# Zitierter Text
────────────────────────────────────────
Frontlinie eines «Kampfes der Kulturen»; Einfall auf europäischen Boden; Schauplatz der Reconquista, Kreuzzug und Heiliger Krieg; ein Land multireligiöser Toleranz und convivencia: die Geschichte des islamischen Spanien ist viele Male und auf sehr unterschiedliche Weise erzählt worden. Typischerweise beginnt das Narrativ mit der Landung des Militärbefehlshabers Tariq ibn Ziyad im christlichen Spanien im Jahr 711 und seinem dramatischen Sieg über die westgotischen Könige. Mit der Herrschaft der arabischen Umayyaden habe die Blütezeit von al-Andalus begonnen, dem islamischen Spanien. Muslime, Christen und Juden lebten in Eintracht zusammen, machten al-Andalus zu einer kosmopolitischen arabisch-islamischen Gesellschaft und Córdoba zur «Zierde des Erdkreises», zu einem Anziehungspunkt für Gelehrte und Wissenschaftler und zum Modell einer kosmopolitischen Aufklärung. Dieses Reich zerbrach kurz nach 1000 und war danach zwischen kreuzfahrenden Christen, die Spanien «zurückerobern» wollten, und puritanischen Berbern umkämpft, die Christen und Juden verfolgten. Nach dem Sieg der Christen blieb den Muslimen nur noch das Königreich Granada als letzte Enklave des Islams in Spanien. 1492 eroberten die «Katholischen Könige» Ferdinand und Isabella die Stadt und zwangen den besiegten König Boabdil ins Exil. Damit besiegelten sie das definitive Ende von al-Andalus, und es begann ein Zeitalter der Intoleranz und Unterdrückung.
────────────────────────────────────────
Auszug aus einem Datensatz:
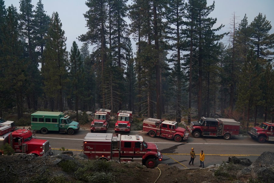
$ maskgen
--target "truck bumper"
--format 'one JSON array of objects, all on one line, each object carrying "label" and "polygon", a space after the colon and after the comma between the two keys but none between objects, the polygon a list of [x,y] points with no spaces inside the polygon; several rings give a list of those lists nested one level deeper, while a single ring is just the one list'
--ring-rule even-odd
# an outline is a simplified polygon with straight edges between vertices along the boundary
[{"label": "truck bumper", "polygon": [[186,133],[185,134],[184,134],[184,140],[186,140],[188,138],[188,137],[189,137],[189,133]]},{"label": "truck bumper", "polygon": [[115,131],[130,131],[130,128],[114,128]]},{"label": "truck bumper", "polygon": [[191,128],[190,128],[190,127],[189,126],[188,126],[188,131],[190,133],[192,133],[192,130],[191,129]]},{"label": "truck bumper", "polygon": [[258,138],[258,135],[254,134],[252,132],[251,132],[250,131],[248,132],[248,134],[249,135],[250,135],[250,136],[251,137],[252,137],[252,138]]}]

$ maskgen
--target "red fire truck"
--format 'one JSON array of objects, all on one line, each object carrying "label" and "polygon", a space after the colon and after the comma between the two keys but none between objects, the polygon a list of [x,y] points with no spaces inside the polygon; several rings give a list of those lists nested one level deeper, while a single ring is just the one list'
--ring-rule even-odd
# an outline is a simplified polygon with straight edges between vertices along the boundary
[{"label": "red fire truck", "polygon": [[159,136],[174,139],[177,142],[183,139],[187,139],[189,135],[185,129],[178,126],[176,121],[162,121],[160,120],[150,118],[143,121],[143,131],[147,133],[151,137]]},{"label": "red fire truck", "polygon": [[233,119],[206,118],[202,117],[198,121],[192,121],[188,127],[188,131],[195,138],[203,136],[222,136],[229,140],[232,136],[239,136],[240,123]]},{"label": "red fire truck", "polygon": [[156,144],[145,142],[138,135],[89,133],[82,146],[84,153],[91,159],[138,162],[150,168],[163,159]]},{"label": "red fire truck", "polygon": [[266,141],[274,141],[274,123],[262,123],[258,127],[253,127],[248,133],[254,139],[261,143]]},{"label": "red fire truck", "polygon": [[[0,125],[0,148],[8,143],[16,153],[32,153],[39,156],[52,154],[49,141],[36,139],[35,131],[20,129],[12,132],[12,130],[10,126]],[[0,150],[0,154],[2,152]]]},{"label": "red fire truck", "polygon": [[115,133],[121,131],[130,132],[131,123],[132,121],[132,111],[120,110],[117,113],[117,121],[114,130]]},{"label": "red fire truck", "polygon": [[90,125],[90,132],[99,131],[106,132],[109,126],[110,115],[111,111],[100,109],[95,111],[93,120]]}]

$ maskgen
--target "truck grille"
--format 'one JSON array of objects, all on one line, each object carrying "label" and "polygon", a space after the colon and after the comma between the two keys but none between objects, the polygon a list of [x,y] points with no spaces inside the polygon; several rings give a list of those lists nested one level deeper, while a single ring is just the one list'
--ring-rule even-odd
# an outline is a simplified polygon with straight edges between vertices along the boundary
[{"label": "truck grille", "polygon": [[125,128],[127,127],[126,123],[119,123],[118,125],[119,128]]},{"label": "truck grille", "polygon": [[51,150],[50,149],[49,142],[47,140],[43,144],[43,150],[44,151],[44,154],[43,156],[47,154]]},{"label": "truck grille", "polygon": [[94,125],[96,127],[103,127],[103,123],[102,122],[94,122]]}]

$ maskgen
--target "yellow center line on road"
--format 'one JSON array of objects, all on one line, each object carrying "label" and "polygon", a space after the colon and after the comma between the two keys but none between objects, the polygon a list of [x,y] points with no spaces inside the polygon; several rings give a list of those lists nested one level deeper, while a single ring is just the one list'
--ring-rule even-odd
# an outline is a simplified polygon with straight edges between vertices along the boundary
[{"label": "yellow center line on road", "polygon": [[[165,155],[189,155],[189,154],[168,154],[165,153],[163,153],[162,154]],[[205,155],[207,156],[261,156],[260,154],[205,154]],[[199,156],[199,155],[198,154],[197,155],[197,156]]]}]

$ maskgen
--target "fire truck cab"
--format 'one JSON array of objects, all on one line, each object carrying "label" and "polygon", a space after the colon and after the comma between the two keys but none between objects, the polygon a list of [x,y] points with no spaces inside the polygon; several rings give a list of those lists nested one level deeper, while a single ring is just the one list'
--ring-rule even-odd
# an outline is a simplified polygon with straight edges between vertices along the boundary
[{"label": "fire truck cab", "polygon": [[82,148],[91,159],[135,161],[153,168],[163,155],[155,144],[146,142],[142,137],[112,133],[88,133]]}]

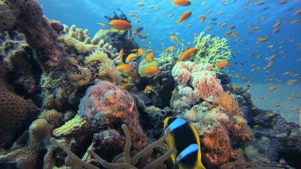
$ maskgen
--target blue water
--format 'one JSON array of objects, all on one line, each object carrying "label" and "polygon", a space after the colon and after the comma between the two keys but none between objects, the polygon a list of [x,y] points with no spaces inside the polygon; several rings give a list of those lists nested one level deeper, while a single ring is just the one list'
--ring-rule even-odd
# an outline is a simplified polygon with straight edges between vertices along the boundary
[{"label": "blue water", "polygon": [[[293,74],[301,74],[301,21],[291,23],[294,20],[301,20],[301,15],[294,15],[294,13],[301,9],[301,1],[289,0],[285,4],[278,5],[280,0],[264,1],[262,5],[254,5],[247,1],[226,1],[227,5],[221,3],[222,1],[206,1],[203,6],[201,4],[205,1],[192,1],[192,4],[188,7],[172,7],[171,1],[78,1],[65,0],[39,0],[42,5],[44,14],[49,19],[60,20],[68,26],[76,24],[77,27],[88,29],[90,36],[96,33],[99,29],[96,22],[107,22],[104,15],[112,16],[113,11],[120,8],[128,18],[131,20],[134,29],[143,26],[141,33],[146,34],[147,38],[144,42],[138,37],[135,38],[140,46],[147,45],[146,49],[152,48],[154,51],[163,51],[170,46],[175,45],[171,42],[170,33],[179,33],[177,35],[179,41],[185,45],[192,47],[194,33],[197,34],[206,27],[211,27],[211,31],[205,31],[206,34],[214,34],[215,36],[227,37],[230,48],[233,48],[233,54],[236,58],[230,60],[231,66],[228,68],[232,74],[239,73],[240,77],[244,76],[253,82],[264,81],[266,79],[272,78],[272,80],[280,80],[285,83],[290,79],[297,79],[300,82],[300,76],[292,75],[283,75],[287,71],[293,71]],[[260,1],[255,1],[258,2]],[[143,6],[138,6],[139,3],[144,3]],[[159,7],[149,8],[150,6]],[[243,10],[243,8],[247,8]],[[266,9],[266,8],[268,9]],[[266,8],[266,10],[265,10]],[[207,12],[212,12],[207,14]],[[187,20],[179,26],[177,21],[184,12],[192,11],[192,15]],[[130,16],[131,12],[136,15]],[[219,12],[222,12],[222,14]],[[116,12],[117,14],[119,12]],[[148,14],[146,15],[146,14]],[[173,16],[168,18],[170,14]],[[206,19],[199,23],[200,19],[198,17],[204,15]],[[261,19],[263,16],[265,19]],[[216,21],[211,20],[216,18]],[[141,19],[139,23],[135,23],[135,19]],[[276,27],[273,26],[279,21],[281,24]],[[157,21],[154,23],[154,21]],[[208,24],[210,21],[214,21],[228,25],[220,26],[219,25]],[[191,27],[186,27],[188,24],[192,24]],[[225,33],[230,30],[230,26],[235,25],[236,28],[233,30],[238,33],[240,40],[237,40],[232,35],[225,35]],[[256,31],[250,30],[249,26],[260,28]],[[279,29],[280,32],[273,34],[275,29]],[[250,32],[252,35],[247,35]],[[257,38],[269,36],[268,40],[256,44]],[[268,47],[272,45],[273,47]],[[261,45],[261,46],[259,46]],[[282,46],[282,48],[279,47]],[[273,51],[274,50],[274,51]],[[281,51],[285,52],[281,53]],[[254,54],[249,57],[253,51]],[[268,65],[269,57],[275,54],[276,60],[270,68],[265,67]],[[259,55],[261,58],[256,57]],[[156,53],[155,56],[159,57]],[[244,65],[241,66],[243,63]],[[236,64],[237,63],[236,65]],[[252,66],[252,64],[256,66]],[[258,71],[257,67],[261,68]],[[252,72],[252,69],[256,71]],[[266,72],[266,71],[269,71]]]}]

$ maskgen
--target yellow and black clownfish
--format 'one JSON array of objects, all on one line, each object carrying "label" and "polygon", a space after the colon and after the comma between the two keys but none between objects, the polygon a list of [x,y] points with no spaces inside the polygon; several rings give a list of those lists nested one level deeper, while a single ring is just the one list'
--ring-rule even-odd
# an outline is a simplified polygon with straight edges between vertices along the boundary
[{"label": "yellow and black clownfish", "polygon": [[180,169],[205,169],[200,161],[199,138],[195,127],[182,119],[169,117],[164,121],[164,134],[168,128],[170,134],[166,139],[167,147],[178,151],[178,154],[171,156],[173,163],[178,163]]}]

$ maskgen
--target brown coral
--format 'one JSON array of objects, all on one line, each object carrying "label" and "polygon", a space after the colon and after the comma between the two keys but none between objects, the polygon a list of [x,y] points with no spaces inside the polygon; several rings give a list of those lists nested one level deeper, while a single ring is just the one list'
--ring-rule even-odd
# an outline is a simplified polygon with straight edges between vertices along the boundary
[{"label": "brown coral", "polygon": [[0,65],[0,145],[12,140],[29,125],[38,112],[33,102],[16,95],[5,81]]},{"label": "brown coral", "polygon": [[12,29],[20,22],[35,25],[42,17],[42,8],[35,0],[0,2],[0,30]]},{"label": "brown coral", "polygon": [[238,101],[237,98],[231,96],[229,91],[223,91],[218,96],[215,103],[219,106],[225,108],[231,116],[241,116],[243,113],[238,106]]}]

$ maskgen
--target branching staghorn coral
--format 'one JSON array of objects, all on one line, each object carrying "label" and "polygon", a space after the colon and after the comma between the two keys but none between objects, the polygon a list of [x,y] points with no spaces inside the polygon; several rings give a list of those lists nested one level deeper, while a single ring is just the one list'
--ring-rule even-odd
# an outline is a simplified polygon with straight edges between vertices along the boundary
[{"label": "branching staghorn coral", "polygon": [[[141,158],[143,158],[145,156],[148,156],[149,152],[152,152],[153,148],[163,142],[165,139],[170,134],[170,129],[168,129],[167,132],[164,135],[160,138],[158,140],[155,142],[153,144],[148,145],[146,148],[141,150],[140,152],[137,153],[134,157],[130,157],[130,150],[131,148],[131,135],[130,134],[130,131],[128,129],[128,127],[126,124],[122,124],[121,128],[123,130],[124,135],[126,135],[126,141],[124,147],[124,152],[123,153],[123,156],[119,158],[121,158],[120,160],[115,159],[113,161],[120,161],[121,163],[110,163],[107,162],[106,160],[103,159],[98,156],[93,151],[89,150],[87,152],[89,154],[93,156],[99,163],[100,163],[103,166],[109,168],[138,168],[134,166],[137,163],[138,161]],[[82,167],[85,167],[89,169],[99,169],[98,167],[96,167],[86,161],[80,159],[77,156],[73,153],[67,147],[63,144],[59,143],[55,138],[52,137],[50,138],[50,142],[57,147],[63,149],[68,154],[68,156],[66,157],[65,161],[66,164],[68,165],[72,165],[73,168],[82,168]],[[166,160],[169,156],[173,153],[175,153],[176,150],[172,149],[167,151],[163,156],[160,157],[153,162],[144,166],[143,169],[154,168],[156,167],[161,165],[163,161]],[[147,160],[146,160],[147,162]]]},{"label": "branching staghorn coral", "polygon": [[238,106],[238,100],[232,96],[229,91],[223,91],[220,94],[215,103],[225,108],[232,116],[241,116],[243,114]]},{"label": "branching staghorn coral", "polygon": [[215,64],[222,61],[227,61],[231,57],[231,52],[228,46],[225,38],[218,37],[211,37],[210,35],[203,36],[205,32],[201,32],[194,38],[194,47],[198,49],[197,54],[193,58],[193,61],[199,64],[210,63],[213,66],[212,70],[219,72],[219,68]]}]

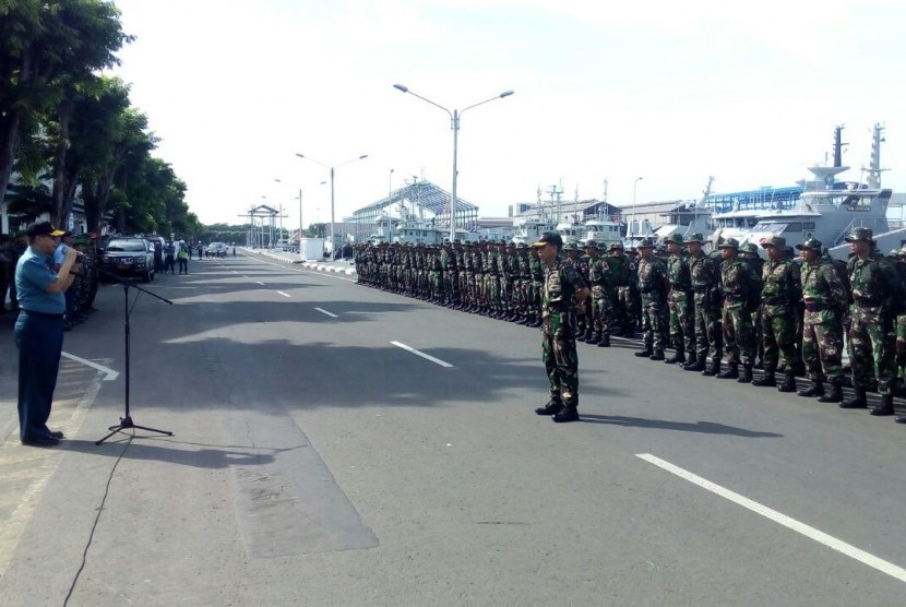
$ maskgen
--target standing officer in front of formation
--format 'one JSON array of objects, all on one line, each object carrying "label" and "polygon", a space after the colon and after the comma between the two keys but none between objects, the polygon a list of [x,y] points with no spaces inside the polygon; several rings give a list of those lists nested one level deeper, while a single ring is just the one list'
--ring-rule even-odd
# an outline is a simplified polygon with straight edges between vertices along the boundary
[{"label": "standing officer in front of formation", "polygon": [[846,237],[853,255],[847,262],[853,304],[849,306],[849,343],[853,347],[855,396],[841,403],[843,408],[868,406],[866,391],[872,368],[878,378],[881,404],[871,415],[893,415],[895,333],[893,322],[906,305],[903,283],[896,270],[873,248],[871,230],[858,227]]},{"label": "standing officer in front of formation", "polygon": [[[809,238],[801,245],[800,281],[806,312],[802,319],[802,361],[811,385],[800,396],[818,396],[822,403],[843,401],[843,314],[848,294],[830,261],[821,259],[821,241]],[[824,381],[831,392],[824,392]]]},{"label": "standing officer in front of formation", "polygon": [[643,238],[639,246],[639,290],[642,294],[643,349],[635,356],[664,360],[667,341],[667,264],[654,255],[654,240]]},{"label": "standing officer in front of formation", "polygon": [[667,306],[670,312],[670,341],[676,354],[667,358],[667,365],[684,364],[686,355],[695,356],[695,317],[692,308],[692,276],[689,272],[689,257],[682,250],[681,234],[667,237],[667,282],[670,291]]},{"label": "standing officer in front of formation", "polygon": [[739,259],[739,242],[736,238],[727,238],[718,248],[724,259],[720,262],[720,290],[724,295],[724,347],[729,354],[729,359],[727,369],[716,377],[749,383],[752,381],[752,365],[755,359],[752,311],[758,306],[761,295],[760,281],[752,266]]},{"label": "standing officer in front of formation", "polygon": [[780,358],[784,361],[784,382],[780,392],[796,391],[796,324],[798,306],[802,299],[799,265],[787,255],[789,247],[783,236],[772,236],[762,242],[767,263],[762,266],[761,323],[764,345],[764,374],[752,385],[777,385],[775,372]]},{"label": "standing officer in front of formation", "polygon": [[550,401],[535,409],[557,422],[579,419],[579,357],[575,352],[575,314],[585,305],[588,287],[575,266],[561,254],[563,239],[546,233],[532,245],[544,264],[541,299],[543,359],[550,380]]}]

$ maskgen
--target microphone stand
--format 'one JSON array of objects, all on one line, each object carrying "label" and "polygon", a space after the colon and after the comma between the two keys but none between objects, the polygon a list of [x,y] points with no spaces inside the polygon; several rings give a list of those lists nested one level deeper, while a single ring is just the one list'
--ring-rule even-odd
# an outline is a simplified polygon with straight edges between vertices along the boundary
[{"label": "microphone stand", "polygon": [[130,281],[129,278],[123,278],[122,276],[117,276],[112,272],[109,272],[107,270],[98,267],[97,265],[95,265],[95,270],[97,270],[98,273],[104,274],[108,278],[111,278],[115,283],[119,283],[119,284],[122,285],[123,313],[126,316],[126,320],[124,320],[123,329],[122,329],[123,330],[123,335],[126,337],[126,372],[124,372],[124,374],[126,374],[126,416],[120,417],[120,422],[119,424],[116,424],[114,426],[108,427],[107,429],[110,430],[110,432],[106,437],[104,437],[103,439],[96,440],[95,444],[100,444],[104,441],[106,441],[107,439],[109,439],[110,437],[112,437],[114,435],[116,435],[117,432],[122,432],[123,430],[127,430],[129,428],[138,428],[140,430],[146,430],[148,432],[157,432],[158,435],[166,435],[168,437],[171,437],[171,436],[174,436],[174,433],[170,432],[169,430],[158,430],[157,428],[148,428],[147,426],[139,426],[138,424],[133,422],[132,421],[132,415],[130,414],[130,410],[129,410],[129,289],[134,288],[134,289],[138,289],[138,290],[142,291],[142,293],[146,293],[146,294],[151,295],[152,297],[157,298],[160,301],[164,301],[165,304],[169,304],[170,306],[172,306],[172,301],[170,301],[169,299],[166,299],[164,297],[160,297],[159,295],[157,295],[155,293],[152,293],[152,291],[147,290],[146,288],[140,287],[134,282]]}]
────────────────────────────────────────
# Aufgabe
In welchem Jahr eroberten Ferdinand und Isabella laut dem Text über das islamische Spanien die Stadt Granada?

# Antwort
Im Jahr 1492.